Department of Geography and NCGIA
University of California, Santa Barbara
Keywords: complexity theory, agent-based simulations, settlement patterns, GIS
"Theory provides the maps that turn an uncoordinated set of experiments or computer simulations into a cumulative exploration."Booker, Goldberg, and Holland (1989)
What is required for such computational models to constitute a rigorous and cumulative exploration of important phenomena?
This question is explored by building and testing a family of agent-based simulations (ABS) to model regional settlement patterns on the basis of the individual local choices of many agents interacting with one another and with their landscape. The simulations are built using the Santa Fe Institute's Swarm simulation platform, which is developing as an interdisciplinary standard platform for agent-based simulation modeling (Langton et al. 1995). Swarm supports the specification of a virtual universe with explicit space and time; both objects and agents have locations in space and time, and the universe provides the context within which large numbers of each interact and "live their lives." Swarm execution is both distributed (across explicitly-specified spatial landscapes, objects, and agents) and concurrent (many things happening at the same time).
The geographic systems addressed here are settlement patterns, modeled as an emergent property of individual locational choices, as agents seek access to resources and other agents. Yet the underlying computational modeling and theoretical issues addressed are likely to be of interest to anyone modeling geographic systems characterized by:
Similarly, theory here encompasses not only the specific hypotheses related to a particular application area, but also the more general theoretical framework essential to appropriate research design for rigorous computational modeling with agent-based simulations. In much the same way that the theory of statistics shapes effective analysis of systems of disorganized complexity, the theory of complex systems and of systematic simulation analysis can help to shape rigorous and effective employment of comput ational methods for the study of geographic systems of organized complexity.
The Swarm (Langton et al. 1995) agent-based simulation platform serves as the foundation for exploring these models. Swarm is designed to serve as a generic platform for agent-based simulation models in a wide range of fields. It allows for the specification of large classes ("swarms") of individual agents with particular properties and capabilities for interaction in both time and space. Agent interactions can be restricted to a particular spatial neighborhood, but also may span considerable distances, and can be inhibited or facilitated by landscape structures such as barriers or spatial technologies. Swarm is especially appropriate for exploring geographic models of agent interactions since it provides a selection of explicit spatial structures in which its agents interact (cellular grids, lattices, networks), and allows for the addition of customized landscape structures, including landscape layers imported from Geographic Information Systems.

Data provided:
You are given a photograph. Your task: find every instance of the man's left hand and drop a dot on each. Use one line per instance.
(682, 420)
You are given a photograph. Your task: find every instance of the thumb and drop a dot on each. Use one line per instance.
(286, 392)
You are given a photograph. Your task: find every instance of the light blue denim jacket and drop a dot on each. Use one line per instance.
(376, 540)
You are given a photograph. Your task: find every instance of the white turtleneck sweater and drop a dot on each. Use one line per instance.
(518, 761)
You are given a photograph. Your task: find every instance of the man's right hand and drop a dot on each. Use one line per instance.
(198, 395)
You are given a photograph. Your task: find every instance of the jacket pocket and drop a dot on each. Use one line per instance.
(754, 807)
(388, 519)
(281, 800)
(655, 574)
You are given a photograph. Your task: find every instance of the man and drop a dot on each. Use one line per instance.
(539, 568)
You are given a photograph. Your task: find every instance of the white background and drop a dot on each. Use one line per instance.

Goal 1: In the passage on agent-based settlement simulations, what platform is used to build the simulations?
Goal 2: Translate this sentence from the passage on agent-based settlement simulations into Spanish: "Swarm is designed to serve as a generic platform for agent-based simulation models in a wide range of fields."

Worked solution 1: The Santa Fe Institute's Swarm simulation platform.

Worked solution 2: Swarm está diseñado para servir como una plataforma genérica para modelos de simulación basados en agentes en una amplia variedad de campos.